Set problem —
Return every line of the data below that contains the string "shoreline". Treat matching as case-sensitive.

* * * *

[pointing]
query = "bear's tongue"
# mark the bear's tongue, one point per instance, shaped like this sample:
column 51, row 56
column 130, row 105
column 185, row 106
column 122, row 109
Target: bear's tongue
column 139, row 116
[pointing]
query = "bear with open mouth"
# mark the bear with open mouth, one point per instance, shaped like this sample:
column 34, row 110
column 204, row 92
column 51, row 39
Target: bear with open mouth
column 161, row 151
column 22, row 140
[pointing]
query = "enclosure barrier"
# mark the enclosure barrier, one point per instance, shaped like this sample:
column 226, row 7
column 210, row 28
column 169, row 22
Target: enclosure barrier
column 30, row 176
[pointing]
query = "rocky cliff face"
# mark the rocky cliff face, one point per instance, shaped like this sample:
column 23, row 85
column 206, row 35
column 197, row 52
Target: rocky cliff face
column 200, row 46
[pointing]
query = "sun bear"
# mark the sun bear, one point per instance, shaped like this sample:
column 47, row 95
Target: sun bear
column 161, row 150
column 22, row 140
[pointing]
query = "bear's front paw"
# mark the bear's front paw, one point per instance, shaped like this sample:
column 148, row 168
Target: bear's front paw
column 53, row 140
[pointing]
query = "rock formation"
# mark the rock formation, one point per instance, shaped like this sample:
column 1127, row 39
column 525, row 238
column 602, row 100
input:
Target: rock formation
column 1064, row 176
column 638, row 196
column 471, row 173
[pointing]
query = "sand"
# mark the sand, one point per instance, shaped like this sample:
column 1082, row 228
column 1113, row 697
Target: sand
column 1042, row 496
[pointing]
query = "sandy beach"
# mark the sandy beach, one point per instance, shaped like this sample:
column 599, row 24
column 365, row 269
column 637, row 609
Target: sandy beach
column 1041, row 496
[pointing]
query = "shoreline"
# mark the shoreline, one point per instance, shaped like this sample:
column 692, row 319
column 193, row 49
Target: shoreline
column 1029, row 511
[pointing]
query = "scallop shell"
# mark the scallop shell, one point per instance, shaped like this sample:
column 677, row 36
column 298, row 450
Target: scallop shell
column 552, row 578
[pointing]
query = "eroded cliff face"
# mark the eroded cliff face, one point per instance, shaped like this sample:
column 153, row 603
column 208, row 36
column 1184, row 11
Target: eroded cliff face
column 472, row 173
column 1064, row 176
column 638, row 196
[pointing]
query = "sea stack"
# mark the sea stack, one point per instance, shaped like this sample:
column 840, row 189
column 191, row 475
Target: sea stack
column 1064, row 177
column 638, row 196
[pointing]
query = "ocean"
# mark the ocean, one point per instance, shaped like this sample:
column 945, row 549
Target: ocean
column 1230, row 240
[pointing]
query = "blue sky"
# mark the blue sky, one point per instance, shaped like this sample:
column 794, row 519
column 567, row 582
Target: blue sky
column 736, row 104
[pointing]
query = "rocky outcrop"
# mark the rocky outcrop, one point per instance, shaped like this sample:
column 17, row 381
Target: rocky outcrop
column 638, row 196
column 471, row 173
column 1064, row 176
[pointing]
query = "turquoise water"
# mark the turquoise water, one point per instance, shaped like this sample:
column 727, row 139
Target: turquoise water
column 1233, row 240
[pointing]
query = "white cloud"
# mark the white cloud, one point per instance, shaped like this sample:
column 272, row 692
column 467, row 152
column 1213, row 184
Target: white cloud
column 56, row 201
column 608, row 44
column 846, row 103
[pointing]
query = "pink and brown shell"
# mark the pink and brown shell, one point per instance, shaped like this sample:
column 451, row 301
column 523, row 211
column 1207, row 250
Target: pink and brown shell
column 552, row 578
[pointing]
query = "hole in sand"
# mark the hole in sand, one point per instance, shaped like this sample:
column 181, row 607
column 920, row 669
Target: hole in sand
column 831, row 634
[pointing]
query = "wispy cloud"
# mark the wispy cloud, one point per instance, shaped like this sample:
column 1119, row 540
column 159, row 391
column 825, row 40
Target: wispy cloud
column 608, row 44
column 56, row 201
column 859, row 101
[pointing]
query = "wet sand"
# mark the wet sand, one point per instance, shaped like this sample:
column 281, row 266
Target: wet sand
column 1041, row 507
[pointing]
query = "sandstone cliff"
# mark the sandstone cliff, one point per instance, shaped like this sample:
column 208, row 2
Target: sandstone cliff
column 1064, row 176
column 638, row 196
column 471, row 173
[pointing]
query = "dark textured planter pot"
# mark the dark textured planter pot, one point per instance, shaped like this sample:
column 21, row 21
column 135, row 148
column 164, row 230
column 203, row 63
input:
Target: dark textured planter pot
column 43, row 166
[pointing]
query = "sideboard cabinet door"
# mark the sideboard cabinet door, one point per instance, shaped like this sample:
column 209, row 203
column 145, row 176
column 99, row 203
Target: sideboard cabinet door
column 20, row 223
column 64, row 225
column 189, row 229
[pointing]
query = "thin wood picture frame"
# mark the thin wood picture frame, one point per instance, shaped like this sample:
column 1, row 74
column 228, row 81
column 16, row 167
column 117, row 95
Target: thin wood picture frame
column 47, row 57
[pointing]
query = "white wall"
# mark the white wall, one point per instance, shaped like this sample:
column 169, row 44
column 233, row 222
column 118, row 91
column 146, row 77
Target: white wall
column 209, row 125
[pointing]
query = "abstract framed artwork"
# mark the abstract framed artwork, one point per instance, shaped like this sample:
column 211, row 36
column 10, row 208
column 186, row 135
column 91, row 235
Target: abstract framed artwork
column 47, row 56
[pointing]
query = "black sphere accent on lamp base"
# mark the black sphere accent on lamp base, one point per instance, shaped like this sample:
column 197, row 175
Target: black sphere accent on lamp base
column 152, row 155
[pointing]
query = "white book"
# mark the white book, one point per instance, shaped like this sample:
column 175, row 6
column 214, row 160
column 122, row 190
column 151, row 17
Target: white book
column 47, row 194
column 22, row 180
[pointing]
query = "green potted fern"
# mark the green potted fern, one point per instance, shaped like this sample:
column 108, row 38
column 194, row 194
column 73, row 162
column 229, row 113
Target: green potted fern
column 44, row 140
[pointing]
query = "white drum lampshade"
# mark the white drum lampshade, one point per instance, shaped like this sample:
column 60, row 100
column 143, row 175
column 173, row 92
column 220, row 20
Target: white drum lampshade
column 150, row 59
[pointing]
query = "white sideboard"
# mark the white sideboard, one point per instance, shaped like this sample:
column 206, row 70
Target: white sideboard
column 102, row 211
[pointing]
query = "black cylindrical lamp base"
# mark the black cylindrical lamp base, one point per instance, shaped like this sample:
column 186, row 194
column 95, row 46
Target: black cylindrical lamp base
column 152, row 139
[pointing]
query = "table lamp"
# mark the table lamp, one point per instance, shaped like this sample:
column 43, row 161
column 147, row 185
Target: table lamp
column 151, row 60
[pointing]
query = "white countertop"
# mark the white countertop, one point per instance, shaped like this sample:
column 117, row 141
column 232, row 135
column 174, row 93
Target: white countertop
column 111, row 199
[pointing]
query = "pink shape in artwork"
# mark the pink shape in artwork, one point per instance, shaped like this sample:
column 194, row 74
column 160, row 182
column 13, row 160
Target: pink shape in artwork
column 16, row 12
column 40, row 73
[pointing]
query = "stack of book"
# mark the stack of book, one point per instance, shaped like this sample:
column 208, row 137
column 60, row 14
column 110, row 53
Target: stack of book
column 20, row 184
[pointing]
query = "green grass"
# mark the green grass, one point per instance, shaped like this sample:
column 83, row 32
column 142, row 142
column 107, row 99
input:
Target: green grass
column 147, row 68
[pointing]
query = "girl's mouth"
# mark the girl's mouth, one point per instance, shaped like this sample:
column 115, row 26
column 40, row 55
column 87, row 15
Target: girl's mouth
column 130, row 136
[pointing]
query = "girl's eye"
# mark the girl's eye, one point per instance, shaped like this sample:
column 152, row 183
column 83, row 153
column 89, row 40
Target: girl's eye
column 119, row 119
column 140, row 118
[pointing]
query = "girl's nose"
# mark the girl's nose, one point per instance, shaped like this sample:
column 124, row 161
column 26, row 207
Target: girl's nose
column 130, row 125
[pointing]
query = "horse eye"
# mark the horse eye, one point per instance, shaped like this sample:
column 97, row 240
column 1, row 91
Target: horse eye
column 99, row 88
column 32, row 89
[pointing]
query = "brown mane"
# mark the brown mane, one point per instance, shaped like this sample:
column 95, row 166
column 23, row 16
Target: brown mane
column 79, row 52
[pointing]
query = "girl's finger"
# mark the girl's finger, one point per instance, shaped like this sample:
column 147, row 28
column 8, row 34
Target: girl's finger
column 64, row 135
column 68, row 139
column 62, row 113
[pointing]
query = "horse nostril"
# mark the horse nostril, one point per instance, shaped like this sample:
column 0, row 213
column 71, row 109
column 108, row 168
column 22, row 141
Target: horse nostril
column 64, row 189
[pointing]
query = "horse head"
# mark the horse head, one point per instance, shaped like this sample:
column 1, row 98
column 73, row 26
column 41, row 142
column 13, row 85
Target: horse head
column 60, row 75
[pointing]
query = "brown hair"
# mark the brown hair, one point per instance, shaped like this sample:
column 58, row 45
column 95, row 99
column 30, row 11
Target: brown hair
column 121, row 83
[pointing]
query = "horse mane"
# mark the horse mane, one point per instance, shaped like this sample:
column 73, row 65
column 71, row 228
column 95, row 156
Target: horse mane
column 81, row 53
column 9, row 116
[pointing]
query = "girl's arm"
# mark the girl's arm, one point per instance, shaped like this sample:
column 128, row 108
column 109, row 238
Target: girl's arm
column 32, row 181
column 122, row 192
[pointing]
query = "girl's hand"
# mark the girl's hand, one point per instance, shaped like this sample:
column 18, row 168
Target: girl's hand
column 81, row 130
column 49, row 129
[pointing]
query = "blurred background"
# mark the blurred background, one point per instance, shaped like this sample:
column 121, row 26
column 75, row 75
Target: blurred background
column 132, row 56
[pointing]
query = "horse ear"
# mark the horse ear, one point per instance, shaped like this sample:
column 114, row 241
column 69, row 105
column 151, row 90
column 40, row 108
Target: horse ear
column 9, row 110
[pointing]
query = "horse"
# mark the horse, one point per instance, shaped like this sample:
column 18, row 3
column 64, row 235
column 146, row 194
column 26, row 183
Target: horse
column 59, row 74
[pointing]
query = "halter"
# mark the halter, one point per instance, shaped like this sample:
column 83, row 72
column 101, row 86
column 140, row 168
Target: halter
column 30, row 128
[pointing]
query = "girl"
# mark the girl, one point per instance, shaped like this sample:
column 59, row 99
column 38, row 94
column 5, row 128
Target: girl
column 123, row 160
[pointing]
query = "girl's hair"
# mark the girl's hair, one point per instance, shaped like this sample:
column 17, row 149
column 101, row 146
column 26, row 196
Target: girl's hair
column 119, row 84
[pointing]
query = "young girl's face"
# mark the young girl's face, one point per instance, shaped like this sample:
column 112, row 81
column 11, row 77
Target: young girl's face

* * * *

Reply to the task —
query = "shoreline"
# mark the shoreline, one point per instance, shaped like this sample:
Target: shoreline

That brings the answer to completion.